(Stored entries)
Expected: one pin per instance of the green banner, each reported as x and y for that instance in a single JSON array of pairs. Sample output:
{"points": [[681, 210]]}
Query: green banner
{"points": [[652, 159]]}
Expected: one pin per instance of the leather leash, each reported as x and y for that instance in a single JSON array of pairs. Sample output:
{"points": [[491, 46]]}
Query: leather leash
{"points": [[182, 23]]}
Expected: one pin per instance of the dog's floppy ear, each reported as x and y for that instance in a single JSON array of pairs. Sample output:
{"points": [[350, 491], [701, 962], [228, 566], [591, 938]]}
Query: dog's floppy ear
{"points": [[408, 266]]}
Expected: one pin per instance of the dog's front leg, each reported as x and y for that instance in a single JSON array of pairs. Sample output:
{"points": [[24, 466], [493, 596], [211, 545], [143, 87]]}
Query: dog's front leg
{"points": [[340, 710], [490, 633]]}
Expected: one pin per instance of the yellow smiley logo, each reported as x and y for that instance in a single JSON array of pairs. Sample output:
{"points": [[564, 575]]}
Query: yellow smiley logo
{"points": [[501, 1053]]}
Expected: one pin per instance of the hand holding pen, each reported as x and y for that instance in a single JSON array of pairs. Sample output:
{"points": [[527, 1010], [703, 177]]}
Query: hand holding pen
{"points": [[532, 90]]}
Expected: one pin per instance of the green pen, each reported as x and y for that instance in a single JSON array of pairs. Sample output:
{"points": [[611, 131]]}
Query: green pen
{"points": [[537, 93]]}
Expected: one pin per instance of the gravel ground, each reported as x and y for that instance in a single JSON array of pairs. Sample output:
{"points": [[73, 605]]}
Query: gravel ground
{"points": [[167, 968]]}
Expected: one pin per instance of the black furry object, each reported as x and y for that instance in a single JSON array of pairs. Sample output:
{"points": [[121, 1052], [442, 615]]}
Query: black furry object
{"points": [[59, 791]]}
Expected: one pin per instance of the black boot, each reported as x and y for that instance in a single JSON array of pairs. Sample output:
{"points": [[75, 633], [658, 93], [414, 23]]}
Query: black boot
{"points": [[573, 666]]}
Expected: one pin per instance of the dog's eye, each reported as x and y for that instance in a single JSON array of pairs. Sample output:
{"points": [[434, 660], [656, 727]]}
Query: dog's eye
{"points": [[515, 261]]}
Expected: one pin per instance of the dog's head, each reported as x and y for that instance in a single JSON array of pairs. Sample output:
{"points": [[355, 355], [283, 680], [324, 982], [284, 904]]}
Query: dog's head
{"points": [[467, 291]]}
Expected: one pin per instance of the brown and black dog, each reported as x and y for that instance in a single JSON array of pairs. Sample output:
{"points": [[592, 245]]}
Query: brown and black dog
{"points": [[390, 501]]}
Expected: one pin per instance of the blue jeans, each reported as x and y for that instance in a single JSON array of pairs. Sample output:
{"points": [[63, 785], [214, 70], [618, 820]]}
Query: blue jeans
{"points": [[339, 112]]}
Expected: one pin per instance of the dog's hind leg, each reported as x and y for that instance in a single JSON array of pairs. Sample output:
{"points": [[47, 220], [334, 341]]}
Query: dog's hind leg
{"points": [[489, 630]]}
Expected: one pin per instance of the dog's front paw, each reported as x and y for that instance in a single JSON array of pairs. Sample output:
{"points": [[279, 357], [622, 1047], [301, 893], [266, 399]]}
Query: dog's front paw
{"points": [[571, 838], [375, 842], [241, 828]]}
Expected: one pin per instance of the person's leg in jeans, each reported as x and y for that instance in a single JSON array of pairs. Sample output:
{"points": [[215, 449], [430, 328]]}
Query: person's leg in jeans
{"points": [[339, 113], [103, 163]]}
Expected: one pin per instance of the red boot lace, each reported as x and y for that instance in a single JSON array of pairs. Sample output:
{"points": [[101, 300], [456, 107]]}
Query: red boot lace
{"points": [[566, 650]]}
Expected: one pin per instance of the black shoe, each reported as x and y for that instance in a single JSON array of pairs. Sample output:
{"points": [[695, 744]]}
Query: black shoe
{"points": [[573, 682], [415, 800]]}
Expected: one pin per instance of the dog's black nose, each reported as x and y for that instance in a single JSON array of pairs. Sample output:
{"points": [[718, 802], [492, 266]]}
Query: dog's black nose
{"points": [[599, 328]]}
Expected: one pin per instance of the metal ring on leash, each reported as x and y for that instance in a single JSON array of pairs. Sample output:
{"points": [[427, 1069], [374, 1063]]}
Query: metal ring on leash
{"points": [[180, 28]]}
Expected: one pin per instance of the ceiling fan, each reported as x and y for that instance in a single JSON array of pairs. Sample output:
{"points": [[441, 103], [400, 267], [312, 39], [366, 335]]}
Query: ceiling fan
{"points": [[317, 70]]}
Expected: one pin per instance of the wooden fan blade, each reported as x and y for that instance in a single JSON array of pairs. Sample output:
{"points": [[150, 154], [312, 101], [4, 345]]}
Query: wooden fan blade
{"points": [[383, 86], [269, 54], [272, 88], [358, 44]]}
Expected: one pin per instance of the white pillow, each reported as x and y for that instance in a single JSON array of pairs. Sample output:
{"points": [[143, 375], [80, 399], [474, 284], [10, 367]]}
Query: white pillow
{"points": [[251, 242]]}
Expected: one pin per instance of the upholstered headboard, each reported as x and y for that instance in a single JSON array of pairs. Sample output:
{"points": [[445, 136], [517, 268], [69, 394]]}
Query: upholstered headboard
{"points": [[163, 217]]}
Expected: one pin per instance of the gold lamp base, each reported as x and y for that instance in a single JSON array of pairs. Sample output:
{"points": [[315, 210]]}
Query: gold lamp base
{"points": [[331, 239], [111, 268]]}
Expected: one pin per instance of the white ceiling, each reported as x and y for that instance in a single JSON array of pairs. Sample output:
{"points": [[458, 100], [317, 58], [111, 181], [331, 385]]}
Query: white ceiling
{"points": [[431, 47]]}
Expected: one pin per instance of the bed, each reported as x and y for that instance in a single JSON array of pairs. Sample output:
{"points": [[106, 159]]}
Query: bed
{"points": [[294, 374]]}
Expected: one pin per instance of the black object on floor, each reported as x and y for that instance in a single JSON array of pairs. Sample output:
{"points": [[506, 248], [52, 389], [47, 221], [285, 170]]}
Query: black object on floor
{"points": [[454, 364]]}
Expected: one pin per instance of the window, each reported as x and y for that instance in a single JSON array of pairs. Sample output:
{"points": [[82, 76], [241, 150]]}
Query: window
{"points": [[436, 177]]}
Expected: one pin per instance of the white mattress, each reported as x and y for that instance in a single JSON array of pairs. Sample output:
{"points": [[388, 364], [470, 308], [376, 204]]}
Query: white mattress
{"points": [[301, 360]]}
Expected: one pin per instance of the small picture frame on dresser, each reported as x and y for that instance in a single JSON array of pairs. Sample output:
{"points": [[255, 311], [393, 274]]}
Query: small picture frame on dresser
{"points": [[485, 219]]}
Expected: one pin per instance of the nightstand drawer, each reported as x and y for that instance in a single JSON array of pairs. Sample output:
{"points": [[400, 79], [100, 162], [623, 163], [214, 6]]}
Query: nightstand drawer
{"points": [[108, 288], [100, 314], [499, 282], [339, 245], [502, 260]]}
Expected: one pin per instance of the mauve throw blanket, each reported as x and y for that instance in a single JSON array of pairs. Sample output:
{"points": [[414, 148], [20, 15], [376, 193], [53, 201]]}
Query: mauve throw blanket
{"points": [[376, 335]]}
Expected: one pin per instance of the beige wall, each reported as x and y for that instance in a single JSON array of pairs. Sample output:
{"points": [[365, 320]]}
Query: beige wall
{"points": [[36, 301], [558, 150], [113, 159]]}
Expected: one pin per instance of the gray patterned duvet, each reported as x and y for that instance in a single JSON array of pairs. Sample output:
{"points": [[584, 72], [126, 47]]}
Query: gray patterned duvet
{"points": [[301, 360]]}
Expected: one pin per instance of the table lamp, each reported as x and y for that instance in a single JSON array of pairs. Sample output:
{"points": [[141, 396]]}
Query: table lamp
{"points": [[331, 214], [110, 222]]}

__TASK DIRECTIONS__
Write out, word for word, the line containing "Expected: one pin per instance of the gray" and every line after it to the end of the data above.

__THE SOLUTION__
Expected: one pin per instance of the gray patterned duvet, each reported as x and y for that instance in a single JSON array of pairs. Sample output:
{"points": [[584, 72], [126, 47]]}
Query: gray patterned duvet
{"points": [[301, 360]]}
Expected: one pin per instance of the table lamp, each reported as x and y for that instance in a single JSON array of pairs. Sample output:
{"points": [[141, 396]]}
Query: table lamp
{"points": [[331, 214], [110, 222]]}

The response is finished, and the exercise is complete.